• _Short task_
Recast the records from the line containing "Target: palm frond" to the line containing "x=492 y=192", both included, as a Markdown table with the columns Row and Line. Number each row and leave out blank lines.

• _Record set_
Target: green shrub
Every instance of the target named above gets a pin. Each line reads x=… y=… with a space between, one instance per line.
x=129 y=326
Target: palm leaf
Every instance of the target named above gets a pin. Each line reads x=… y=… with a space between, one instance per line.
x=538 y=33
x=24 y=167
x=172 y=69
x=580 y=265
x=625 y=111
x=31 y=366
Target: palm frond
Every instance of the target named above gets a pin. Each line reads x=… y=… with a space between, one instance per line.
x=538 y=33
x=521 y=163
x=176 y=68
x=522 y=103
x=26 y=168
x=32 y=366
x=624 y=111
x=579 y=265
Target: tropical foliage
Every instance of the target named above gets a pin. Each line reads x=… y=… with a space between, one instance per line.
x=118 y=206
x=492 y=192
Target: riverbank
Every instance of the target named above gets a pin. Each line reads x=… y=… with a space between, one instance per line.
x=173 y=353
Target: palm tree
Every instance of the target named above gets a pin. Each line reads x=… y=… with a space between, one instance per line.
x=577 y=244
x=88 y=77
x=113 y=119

• _Final result_
| Row | Line |
|---|---|
| 1 | Target: palm frond |
| 2 | Every instance of the target named above gets a pin. Each line reads x=… y=… with a space between, one instance per line. |
| 3 | x=538 y=33 |
| 4 | x=521 y=163 |
| 5 | x=176 y=68 |
| 6 | x=522 y=103 |
| 7 | x=26 y=168 |
| 8 | x=32 y=366 |
| 9 | x=624 y=111 |
| 10 | x=579 y=265 |
| 11 | Target: tropical foliage |
| 12 | Every instance of the target named above gets a pin. Each line reads x=… y=… with a space between, one instance per line. |
| 13 | x=118 y=206 |
| 14 | x=492 y=192 |